*Текст для чтения*.
++++
Сеанс был нелегким. Игршш мы в студенческом клубе, и молодые люди с длинными по тогдашней моде волосами насыпали табак на папиросную бумагу и ловко, едва смачивая ее слюной, скручивали настоящие сигареты. Для них не существовало авторитетов, они играли волжский гамбит, норовя при первой же возможности привести своего коня на d3; многие после сделанного хода тянулись рукой к несуществующим часам, что выдавало в них испытанных турнирных бойцов. Одним словом, это был трудный сеанс, и Эйве пришлось, конечно, еще труднее, чем мне.
В купе поезда по дороге в Амстердам он сразу извлек из папки, которая всегда была при нем, стопку документов и углубился в чтение, время от времени делая пометки. «Через несколько дней заседание Исполкома ФИДЕ, и я должен всё привести в порядок», — сказал он, встретившись с моим вопросительным взглядом. Был уже поздний вечер, но Эйве совсем не выглядел усталым, наоборот, он был скорее доволен: шахматный праздник в Гронингене удался, сейчас он на пути домой, он пишет, он работает, и время не проходит Даром, и поезд движется, и он пишет, и время не проходит даром, и поезд движется, и он работает...
++++
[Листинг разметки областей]
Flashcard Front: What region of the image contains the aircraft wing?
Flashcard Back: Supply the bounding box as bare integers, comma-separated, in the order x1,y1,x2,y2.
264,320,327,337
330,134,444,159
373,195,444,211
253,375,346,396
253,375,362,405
++++
*Выполните задание*.
Ответьте по отрывку о сеансе и поездке с Эйве:
(a) Где проходил сеанс?
(b) Какой дебют играли молодые люди?
(c) Заседание какого органа должно было состояться через несколько дней?

*Результат задания*.
(a) В студенческом клубе.
(b) Волжский гамбит.
(c) Исполкома ФИДЕ.